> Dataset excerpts
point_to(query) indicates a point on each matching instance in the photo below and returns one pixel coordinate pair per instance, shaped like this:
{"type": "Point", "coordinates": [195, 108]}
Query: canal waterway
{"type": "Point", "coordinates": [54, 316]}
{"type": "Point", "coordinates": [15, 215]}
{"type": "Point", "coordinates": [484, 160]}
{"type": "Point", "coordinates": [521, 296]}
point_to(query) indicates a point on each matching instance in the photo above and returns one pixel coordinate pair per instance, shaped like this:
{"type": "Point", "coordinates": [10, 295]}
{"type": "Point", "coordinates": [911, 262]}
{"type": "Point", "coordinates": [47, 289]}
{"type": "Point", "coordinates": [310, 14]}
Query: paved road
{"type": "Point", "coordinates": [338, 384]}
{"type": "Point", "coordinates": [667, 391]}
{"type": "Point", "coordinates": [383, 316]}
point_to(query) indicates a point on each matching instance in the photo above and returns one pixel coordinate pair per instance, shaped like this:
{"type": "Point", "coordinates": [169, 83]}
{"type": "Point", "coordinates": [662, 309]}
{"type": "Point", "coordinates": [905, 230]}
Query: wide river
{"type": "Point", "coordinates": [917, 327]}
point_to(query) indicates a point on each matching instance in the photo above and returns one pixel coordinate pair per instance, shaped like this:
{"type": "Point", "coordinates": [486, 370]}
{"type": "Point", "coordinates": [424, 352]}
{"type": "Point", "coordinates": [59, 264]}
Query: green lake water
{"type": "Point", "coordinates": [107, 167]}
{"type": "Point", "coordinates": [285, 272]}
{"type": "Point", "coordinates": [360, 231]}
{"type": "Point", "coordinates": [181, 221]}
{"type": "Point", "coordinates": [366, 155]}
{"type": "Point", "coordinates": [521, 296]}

> TASK DIRECTIONS
Write the data back out verbatim.

> EXPECTED ANSWER
point_to(query) indicates a point on each matching instance in the photo below and returns one pixel coordinate pair per instance, shaped like this:
{"type": "Point", "coordinates": [195, 108]}
Query: canal waterway
{"type": "Point", "coordinates": [54, 316]}
{"type": "Point", "coordinates": [15, 215]}
{"type": "Point", "coordinates": [484, 160]}
{"type": "Point", "coordinates": [521, 296]}
point_to(query) indicates a point on each matching instance in the photo above and returns one pixel coordinate pair per instance, shaped like this:
{"type": "Point", "coordinates": [10, 295]}
{"type": "Point", "coordinates": [911, 262]}
{"type": "Point", "coordinates": [47, 289]}
{"type": "Point", "coordinates": [310, 14]}
Query: paved road
{"type": "Point", "coordinates": [338, 384]}
{"type": "Point", "coordinates": [667, 391]}
{"type": "Point", "coordinates": [383, 316]}
point_to(query) indicates a point on each matching instance in the photo above and returns one pixel coordinate pair per instance, shaped like this:
{"type": "Point", "coordinates": [169, 83]}
{"type": "Point", "coordinates": [662, 309]}
{"type": "Point", "coordinates": [905, 230]}
Query: wide river
{"type": "Point", "coordinates": [917, 327]}
point_to(query) indicates a point on each matching instance in the photo above and returns one pixel coordinate pair per instance, shaped like this:
{"type": "Point", "coordinates": [486, 370]}
{"type": "Point", "coordinates": [424, 352]}
{"type": "Point", "coordinates": [59, 264]}
Query: green lake water
{"type": "Point", "coordinates": [107, 167]}
{"type": "Point", "coordinates": [285, 272]}
{"type": "Point", "coordinates": [360, 231]}
{"type": "Point", "coordinates": [181, 221]}
{"type": "Point", "coordinates": [366, 155]}
{"type": "Point", "coordinates": [521, 296]}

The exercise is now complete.